═══ Record set

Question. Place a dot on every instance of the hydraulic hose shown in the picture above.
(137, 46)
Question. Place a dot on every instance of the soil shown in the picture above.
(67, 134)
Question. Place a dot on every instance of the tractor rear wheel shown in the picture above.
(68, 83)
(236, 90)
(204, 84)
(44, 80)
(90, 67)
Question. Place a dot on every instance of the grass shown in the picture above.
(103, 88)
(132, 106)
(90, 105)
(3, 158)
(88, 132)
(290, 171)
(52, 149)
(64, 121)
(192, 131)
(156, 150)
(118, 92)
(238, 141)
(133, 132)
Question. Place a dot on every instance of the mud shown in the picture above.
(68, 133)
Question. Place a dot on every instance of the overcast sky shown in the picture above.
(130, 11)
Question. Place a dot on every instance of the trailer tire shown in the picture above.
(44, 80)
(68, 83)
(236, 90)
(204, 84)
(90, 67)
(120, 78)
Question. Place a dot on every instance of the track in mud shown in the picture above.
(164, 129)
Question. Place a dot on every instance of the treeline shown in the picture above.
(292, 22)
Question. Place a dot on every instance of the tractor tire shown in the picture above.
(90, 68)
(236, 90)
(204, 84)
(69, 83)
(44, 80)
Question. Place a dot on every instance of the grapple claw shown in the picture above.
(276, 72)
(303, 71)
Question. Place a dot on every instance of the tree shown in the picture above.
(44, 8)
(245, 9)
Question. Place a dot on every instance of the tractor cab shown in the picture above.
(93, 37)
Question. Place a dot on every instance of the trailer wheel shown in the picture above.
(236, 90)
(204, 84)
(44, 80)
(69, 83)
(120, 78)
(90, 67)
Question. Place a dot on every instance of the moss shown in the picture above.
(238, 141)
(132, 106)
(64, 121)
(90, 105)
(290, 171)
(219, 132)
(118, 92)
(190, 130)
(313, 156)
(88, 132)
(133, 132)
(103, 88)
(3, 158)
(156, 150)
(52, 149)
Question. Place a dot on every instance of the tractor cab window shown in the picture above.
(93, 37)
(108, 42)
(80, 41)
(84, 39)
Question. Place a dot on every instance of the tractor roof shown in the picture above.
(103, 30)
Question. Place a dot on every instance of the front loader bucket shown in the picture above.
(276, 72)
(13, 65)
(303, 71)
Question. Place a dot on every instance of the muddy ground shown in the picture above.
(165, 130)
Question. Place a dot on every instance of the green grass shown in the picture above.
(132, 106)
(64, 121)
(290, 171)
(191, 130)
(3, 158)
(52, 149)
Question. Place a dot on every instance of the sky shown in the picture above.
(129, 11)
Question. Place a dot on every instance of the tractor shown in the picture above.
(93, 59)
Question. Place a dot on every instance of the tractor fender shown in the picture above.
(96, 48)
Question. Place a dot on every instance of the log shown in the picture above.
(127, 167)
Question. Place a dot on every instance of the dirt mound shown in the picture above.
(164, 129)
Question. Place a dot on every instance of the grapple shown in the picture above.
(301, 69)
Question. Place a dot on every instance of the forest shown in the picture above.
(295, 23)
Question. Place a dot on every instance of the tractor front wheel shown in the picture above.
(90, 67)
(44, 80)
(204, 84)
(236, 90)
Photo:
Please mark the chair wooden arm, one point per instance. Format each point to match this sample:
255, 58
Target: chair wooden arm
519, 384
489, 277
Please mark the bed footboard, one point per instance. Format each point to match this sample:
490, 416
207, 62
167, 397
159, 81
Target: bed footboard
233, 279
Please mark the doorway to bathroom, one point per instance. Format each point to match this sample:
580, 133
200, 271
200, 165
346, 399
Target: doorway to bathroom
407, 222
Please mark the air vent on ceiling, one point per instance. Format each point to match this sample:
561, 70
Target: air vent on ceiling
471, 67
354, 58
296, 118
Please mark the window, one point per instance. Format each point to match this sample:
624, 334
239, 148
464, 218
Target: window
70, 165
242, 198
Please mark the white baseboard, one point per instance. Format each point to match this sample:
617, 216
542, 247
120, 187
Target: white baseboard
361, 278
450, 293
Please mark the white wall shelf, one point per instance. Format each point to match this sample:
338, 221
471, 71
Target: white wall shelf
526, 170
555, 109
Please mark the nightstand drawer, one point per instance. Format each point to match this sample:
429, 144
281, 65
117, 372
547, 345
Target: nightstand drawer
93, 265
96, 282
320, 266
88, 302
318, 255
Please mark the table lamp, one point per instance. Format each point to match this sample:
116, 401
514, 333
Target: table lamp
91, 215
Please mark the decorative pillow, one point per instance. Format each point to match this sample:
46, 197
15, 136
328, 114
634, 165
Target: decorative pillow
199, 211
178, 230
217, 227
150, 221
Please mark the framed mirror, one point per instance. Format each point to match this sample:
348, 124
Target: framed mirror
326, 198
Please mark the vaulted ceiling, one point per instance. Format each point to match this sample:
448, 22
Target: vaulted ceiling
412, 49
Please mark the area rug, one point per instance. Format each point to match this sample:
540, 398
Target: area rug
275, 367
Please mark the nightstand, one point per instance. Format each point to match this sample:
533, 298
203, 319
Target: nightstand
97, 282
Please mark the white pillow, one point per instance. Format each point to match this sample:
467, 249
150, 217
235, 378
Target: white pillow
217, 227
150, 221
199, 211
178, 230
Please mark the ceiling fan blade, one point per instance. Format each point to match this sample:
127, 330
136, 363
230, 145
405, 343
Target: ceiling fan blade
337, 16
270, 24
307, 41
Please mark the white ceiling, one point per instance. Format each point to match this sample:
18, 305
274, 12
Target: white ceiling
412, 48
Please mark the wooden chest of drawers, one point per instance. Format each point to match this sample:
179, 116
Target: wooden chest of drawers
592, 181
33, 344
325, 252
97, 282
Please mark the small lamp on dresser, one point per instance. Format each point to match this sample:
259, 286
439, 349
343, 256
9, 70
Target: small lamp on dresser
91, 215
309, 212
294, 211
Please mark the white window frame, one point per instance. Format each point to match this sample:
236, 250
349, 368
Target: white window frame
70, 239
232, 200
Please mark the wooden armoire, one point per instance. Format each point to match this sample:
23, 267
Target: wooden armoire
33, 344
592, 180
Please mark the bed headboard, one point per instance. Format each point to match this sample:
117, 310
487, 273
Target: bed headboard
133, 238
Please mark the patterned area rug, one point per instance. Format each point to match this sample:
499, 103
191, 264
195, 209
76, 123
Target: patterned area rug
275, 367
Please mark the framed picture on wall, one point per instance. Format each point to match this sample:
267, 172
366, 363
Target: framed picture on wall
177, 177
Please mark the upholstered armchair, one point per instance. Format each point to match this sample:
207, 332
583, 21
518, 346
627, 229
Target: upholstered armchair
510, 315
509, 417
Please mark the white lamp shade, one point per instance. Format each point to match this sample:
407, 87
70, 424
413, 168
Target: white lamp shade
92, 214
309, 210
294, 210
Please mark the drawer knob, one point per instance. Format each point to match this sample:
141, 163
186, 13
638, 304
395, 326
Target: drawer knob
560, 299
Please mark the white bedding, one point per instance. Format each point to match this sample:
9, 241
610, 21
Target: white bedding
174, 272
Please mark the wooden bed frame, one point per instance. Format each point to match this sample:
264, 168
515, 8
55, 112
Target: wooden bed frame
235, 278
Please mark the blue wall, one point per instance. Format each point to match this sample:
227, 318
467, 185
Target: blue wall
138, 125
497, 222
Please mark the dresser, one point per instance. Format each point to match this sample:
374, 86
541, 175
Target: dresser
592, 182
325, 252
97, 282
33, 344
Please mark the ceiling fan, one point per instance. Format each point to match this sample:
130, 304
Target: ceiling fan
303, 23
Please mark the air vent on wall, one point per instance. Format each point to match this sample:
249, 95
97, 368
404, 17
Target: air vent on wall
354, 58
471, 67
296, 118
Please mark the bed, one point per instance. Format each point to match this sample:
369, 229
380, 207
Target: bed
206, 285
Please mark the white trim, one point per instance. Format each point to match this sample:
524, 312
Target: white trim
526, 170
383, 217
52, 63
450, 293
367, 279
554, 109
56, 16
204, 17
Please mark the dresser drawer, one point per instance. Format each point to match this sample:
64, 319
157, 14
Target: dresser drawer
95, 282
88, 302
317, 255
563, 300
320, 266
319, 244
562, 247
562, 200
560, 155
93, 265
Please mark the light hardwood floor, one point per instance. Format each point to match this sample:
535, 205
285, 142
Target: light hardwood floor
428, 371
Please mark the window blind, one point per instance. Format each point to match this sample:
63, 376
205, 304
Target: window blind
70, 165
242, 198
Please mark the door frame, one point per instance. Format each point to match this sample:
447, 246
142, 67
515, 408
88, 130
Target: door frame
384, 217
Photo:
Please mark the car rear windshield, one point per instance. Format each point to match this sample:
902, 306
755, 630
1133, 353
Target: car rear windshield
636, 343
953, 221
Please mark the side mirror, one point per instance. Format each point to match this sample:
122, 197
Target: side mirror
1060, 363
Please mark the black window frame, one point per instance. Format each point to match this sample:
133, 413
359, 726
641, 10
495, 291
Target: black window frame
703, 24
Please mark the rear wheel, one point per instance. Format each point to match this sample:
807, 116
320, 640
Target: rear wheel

══════

## What is required:
Only the lines from the one containing "Please mark the rear" through the end of the data above are wanted, both ends included; restate them word for word.

## Response area:
Please mark the rear wheel, one point per instance. Format each point to match this sample:
807, 116
320, 640
Target: rear wheel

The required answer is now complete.